• Consignes:
A: Recopiez, s'il vous plaît, le passage du texte sur Antoine Kerbaj qui commence par "Antoine Kerbaj s’est" et se poursuit jusqu'à "en toute générosité.".
B: D'après le texte sur Antoine Kerbaj, dans quelle université a-t-il étudié l'histoire et la géographie ?

Antoine Kerbaj s’est éteint à 90 ans, laissant dans les cœurs des Libanais une amertume justifiée. L’artiste, ayant dédié sa vie aux planches et à l’écran, emmène dans son départ des airs de nostalgie d’une époque révolue où, les yeux rivés sur la télévision en noir et blanc, les familles étaient suspendues à ses paroles et à ses gestes. Des générations entières ont grandi au tempo d’Antoine Kerbaj, lui qui s’adonnait à son travail d’acteur si consciencieusement, en toute générosité.
Né dans le village de Zabbougha, sur les pentes du mont Sannine, Antoine Kerbaj grandit au sein de sa famille avec ses quatre frères et sa sœur. Son parcours académique le mena vers l’histoire et la géographie, disciplines qu’il étudia à l’Université Saint-Joseph de Beyrouth. Cependant, très jeune, l’appel du théâtre s’était déjà imposé. Dès l’âge de neuf ans, il se consacra à écrire et jouer de petites scénettes.
Il débuta officiellement sa carrière d’acteur à la fin des années 1950 lorsqu’il monta pour la première fois sur la scène universitaire. C’est pourtant au Maroc qu’il fit ses premiers pas professionnels dans la pièce Atlal wa Layl. Rentré au Liban, il rejoignit la troupe de Mounir Abou Debs en 1962 et fut l’un des premiers étudiants du Théâtre moderne, créé sous le patronage des Festivals de Baalbeck. Dès lors, il se façonna une identité théâtrale unique, incarnant des personnages aux émotions vives. Il fut vite remarqué et reconnu pour sa puissance dramatique, sa voix et sa présence scénique.

• Données fournies:
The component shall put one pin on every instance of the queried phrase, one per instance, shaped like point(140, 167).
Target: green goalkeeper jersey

• Corrigé:
A:
Antoine Kerbaj s’est éteint à 90 ans, laissant dans les cœurs des Libanais une amertume justifiée. L’artiste, ayant dédié sa vie aux planches et à l’écran, emmène dans son départ des airs de nostalgie d’une époque révolue où, les yeux rivés sur la télévision en noir et blanc, les familles étaient suspendues à ses paroles et à ses gestes. Des générations entières ont grandi au tempo d’Antoine Kerbaj, lui qui s’adonnait à son travail d’acteur si consciencieusement, en toute générosité.

B: À l'Université Saint-Joseph de Beyrouth.